▶ **REQUIRED TASK**: From the line containing "plastic bottle, newline-separated" through the last line of the entries below, repeat each line word for word and leave out the rest.

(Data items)
-- BEGIN --

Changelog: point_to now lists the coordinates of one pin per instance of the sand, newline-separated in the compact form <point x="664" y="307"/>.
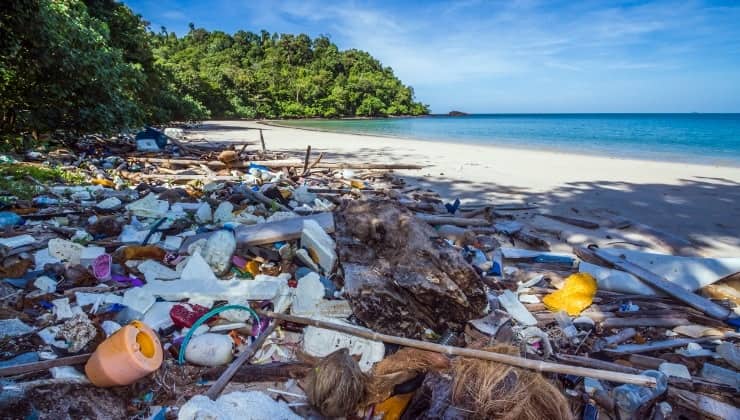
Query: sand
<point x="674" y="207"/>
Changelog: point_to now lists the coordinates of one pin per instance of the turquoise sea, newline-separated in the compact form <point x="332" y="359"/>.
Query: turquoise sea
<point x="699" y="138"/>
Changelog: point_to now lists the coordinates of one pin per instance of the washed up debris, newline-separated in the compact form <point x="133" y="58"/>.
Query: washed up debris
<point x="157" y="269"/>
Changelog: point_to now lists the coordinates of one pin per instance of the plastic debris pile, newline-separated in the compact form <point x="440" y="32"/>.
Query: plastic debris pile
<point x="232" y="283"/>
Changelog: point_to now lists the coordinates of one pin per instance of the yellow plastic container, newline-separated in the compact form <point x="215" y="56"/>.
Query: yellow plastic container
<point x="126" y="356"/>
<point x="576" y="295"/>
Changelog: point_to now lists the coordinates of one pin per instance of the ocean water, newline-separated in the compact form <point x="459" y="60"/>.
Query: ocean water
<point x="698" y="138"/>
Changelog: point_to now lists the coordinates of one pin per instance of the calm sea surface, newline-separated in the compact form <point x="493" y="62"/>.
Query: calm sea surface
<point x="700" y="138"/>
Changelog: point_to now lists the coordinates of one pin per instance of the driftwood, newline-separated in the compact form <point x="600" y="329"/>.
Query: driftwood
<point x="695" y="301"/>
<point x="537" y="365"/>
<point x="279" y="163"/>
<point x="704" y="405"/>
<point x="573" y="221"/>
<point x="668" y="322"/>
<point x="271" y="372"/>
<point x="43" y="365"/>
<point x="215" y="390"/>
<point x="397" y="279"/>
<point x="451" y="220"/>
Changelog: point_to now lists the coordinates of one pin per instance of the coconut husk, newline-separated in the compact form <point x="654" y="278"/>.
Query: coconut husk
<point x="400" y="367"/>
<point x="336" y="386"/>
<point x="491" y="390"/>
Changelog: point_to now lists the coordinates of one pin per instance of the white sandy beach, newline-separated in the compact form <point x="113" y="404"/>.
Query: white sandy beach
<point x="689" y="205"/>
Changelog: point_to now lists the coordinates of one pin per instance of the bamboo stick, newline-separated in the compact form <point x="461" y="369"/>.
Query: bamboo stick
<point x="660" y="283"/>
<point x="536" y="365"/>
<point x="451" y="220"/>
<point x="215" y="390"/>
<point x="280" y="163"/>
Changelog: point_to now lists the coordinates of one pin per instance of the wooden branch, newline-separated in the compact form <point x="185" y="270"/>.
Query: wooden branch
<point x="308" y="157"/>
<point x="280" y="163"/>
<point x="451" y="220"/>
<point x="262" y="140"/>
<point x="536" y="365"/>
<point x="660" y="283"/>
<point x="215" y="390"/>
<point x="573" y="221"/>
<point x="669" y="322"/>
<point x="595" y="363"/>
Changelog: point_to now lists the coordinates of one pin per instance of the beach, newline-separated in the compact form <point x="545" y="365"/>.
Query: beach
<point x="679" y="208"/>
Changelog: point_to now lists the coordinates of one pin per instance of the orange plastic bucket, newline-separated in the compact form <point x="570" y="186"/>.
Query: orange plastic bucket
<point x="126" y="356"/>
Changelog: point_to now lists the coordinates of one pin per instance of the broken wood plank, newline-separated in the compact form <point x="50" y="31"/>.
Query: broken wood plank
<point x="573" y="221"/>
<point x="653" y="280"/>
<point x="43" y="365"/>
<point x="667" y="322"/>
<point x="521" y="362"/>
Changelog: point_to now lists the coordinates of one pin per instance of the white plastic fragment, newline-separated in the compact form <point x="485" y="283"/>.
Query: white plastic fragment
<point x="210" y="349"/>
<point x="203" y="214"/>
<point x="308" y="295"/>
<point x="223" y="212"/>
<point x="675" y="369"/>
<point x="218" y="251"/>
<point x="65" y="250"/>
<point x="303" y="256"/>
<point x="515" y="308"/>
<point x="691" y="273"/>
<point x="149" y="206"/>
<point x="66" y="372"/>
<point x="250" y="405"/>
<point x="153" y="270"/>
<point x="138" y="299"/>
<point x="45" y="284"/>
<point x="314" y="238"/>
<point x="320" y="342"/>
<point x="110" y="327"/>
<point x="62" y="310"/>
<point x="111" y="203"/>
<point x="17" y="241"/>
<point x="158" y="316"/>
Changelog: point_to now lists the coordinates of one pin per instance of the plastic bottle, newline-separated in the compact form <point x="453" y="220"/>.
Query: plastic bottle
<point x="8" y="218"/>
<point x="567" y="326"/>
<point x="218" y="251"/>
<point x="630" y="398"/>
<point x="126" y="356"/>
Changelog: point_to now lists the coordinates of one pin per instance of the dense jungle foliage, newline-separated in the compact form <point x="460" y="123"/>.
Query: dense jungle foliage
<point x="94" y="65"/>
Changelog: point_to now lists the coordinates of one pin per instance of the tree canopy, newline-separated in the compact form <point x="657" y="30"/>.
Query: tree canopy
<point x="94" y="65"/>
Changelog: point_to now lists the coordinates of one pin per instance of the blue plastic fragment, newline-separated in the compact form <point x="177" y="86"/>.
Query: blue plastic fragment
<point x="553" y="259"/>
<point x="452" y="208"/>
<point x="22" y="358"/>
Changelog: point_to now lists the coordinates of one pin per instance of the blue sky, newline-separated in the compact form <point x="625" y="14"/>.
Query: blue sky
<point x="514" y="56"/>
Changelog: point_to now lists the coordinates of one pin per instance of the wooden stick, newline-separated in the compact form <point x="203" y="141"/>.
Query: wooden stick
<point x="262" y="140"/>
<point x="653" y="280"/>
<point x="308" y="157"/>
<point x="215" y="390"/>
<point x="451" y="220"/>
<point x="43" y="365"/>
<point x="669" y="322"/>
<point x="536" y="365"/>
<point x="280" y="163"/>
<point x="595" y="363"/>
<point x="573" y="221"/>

-- END --

▶ **FULL OUTPUT**:
Changelog: point_to now lists the coordinates of one pin per instance of the plastic bottle, newline-separated in the compact form <point x="453" y="220"/>.
Query: plastic bottle
<point x="8" y="218"/>
<point x="567" y="326"/>
<point x="218" y="251"/>
<point x="630" y="398"/>
<point x="126" y="356"/>
Changelog: point_to now lists the coordinates of one pin per instance of the dense jungle foliage, newline-separated in the compact form <point x="460" y="123"/>.
Query: dense jungle foliage
<point x="94" y="65"/>
Changelog: point_to now lists the coordinates of one pin per instance of the tree canopy, newline-separated in the compact form <point x="657" y="30"/>.
Query: tree canopy
<point x="94" y="65"/>
Changelog: point_to now lists the coordinates of one pin per instance of the blue plastic fragment, newline-separated in the compact form <point x="177" y="86"/>.
Query: blue plastic fragment
<point x="553" y="259"/>
<point x="452" y="208"/>
<point x="22" y="358"/>
Changelog: point_to now lists the coordinates of one pin per instance of the blue sky, newline-separated in the compact form <point x="625" y="14"/>.
Query: blue sky
<point x="514" y="56"/>
Changelog: point_to now lists the coordinates of one pin per instance of the wooden stick, newline-separated in the compact form <point x="203" y="141"/>.
Query: wooden stick
<point x="262" y="140"/>
<point x="653" y="280"/>
<point x="308" y="157"/>
<point x="215" y="390"/>
<point x="451" y="220"/>
<point x="43" y="365"/>
<point x="669" y="322"/>
<point x="536" y="365"/>
<point x="280" y="163"/>
<point x="595" y="363"/>
<point x="573" y="221"/>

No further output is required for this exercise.